■ ABOUT THIS TASK ■
Resume the passage below on chronic fatigue syndrome and fibromyalgia, writing on from its last sentence.

■ PROVIDED PASSAGE ■
If you are searching for a diagnosis for your symptoms of pain, fatigue, and sleep difficulties, you may encounter some difficulties. Unfortunately, these symptoms are characteristic of a number of different disorders, including fibromyalgia. Many health care providers mistakenly diagnose fibromyalgia sufferers with chronic fatigue syndrome, a debilitating illness which causes extreme exhaustion. So when you go for a diagnosis, be sure to investigate chronic fatigue syndrome as well as fibromyalgia, to ensure that you get the right diagnosis..
What is Chronic Fatigue Syndrome?
Chronic fatigue syndrome is an illness that is characterized by severe and ongoing fatigue. Also known as chronic fatigue immune dysfunction syndrome (CFIDS), this disorder attacks a number of different systems in your body. As a result, numerous other symptoms can develop alongside your fatigue. The syndrome can last for several months, with some people being plagued for years.

■ DATA EXTRACTS ■
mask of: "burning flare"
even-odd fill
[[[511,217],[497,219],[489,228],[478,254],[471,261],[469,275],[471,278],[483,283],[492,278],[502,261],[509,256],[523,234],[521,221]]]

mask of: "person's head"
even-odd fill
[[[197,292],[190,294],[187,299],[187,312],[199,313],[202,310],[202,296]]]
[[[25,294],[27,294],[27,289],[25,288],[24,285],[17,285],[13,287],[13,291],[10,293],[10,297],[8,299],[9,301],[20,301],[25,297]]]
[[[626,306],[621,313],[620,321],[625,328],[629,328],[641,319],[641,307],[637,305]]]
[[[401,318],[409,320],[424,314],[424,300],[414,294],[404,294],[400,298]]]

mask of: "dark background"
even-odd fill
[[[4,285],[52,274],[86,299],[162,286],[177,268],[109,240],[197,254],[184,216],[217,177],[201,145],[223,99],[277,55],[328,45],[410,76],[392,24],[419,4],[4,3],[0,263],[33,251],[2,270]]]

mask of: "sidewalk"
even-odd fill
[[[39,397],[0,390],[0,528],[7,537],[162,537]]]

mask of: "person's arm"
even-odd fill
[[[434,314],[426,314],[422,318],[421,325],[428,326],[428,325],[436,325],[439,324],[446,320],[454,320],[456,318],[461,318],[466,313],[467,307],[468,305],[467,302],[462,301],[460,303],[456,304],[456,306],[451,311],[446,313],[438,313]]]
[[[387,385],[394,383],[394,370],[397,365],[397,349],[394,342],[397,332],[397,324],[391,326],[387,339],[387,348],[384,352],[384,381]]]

■ OUTPUT ■
Fibromyalgia and chronic fatigue syndrome are very similar illnesses. In fact, up to 70% of their symptoms overlap. Overlapping symptoms include:
- muscle pain
- irritable bowel symptoms
- cognitive dysfunction
- sleep disorders
Fibromyalgia and Chronic Fatigue Disease: Concurrent Disorders
It is possible to suffer from both fibromyalgia and chronic fatigue syndrome at the same time. In fact, between 20% and 30% of fibromyalgia sufferers have chronic fatigue. 35% of chronic fatigue patients also have fibromyalgia. It has been theorized that chronic fatigue syndrome is actually a sub-disorder of the fibromyalgia syndrome.
What Causes Chronic Fatigue Syndrome?
Unfortunately, the cause of chronic fatigue syndrome is still unknown. However, there are a number of theories as to why it develops.
- Epstein-Barr Virus: The Epstein-Barr virus is the virus that causes mononucleosis. Because mono is so similar to chronic fatigue syndrome, it has been theorized that this virus may be responsible for the syndrome.
- Immune System Dysfunction: Chronic fatigue syndrome may be the result of immune system antibodies attacking cells in the body.
- Nutritional Deficiency: The syndrome may be the result of nutritional deficiencies, like anemia.
- Central Nervous System Dysfunction: The symptoms of chronic fatigue may be the result of problems in the brain or nervous system.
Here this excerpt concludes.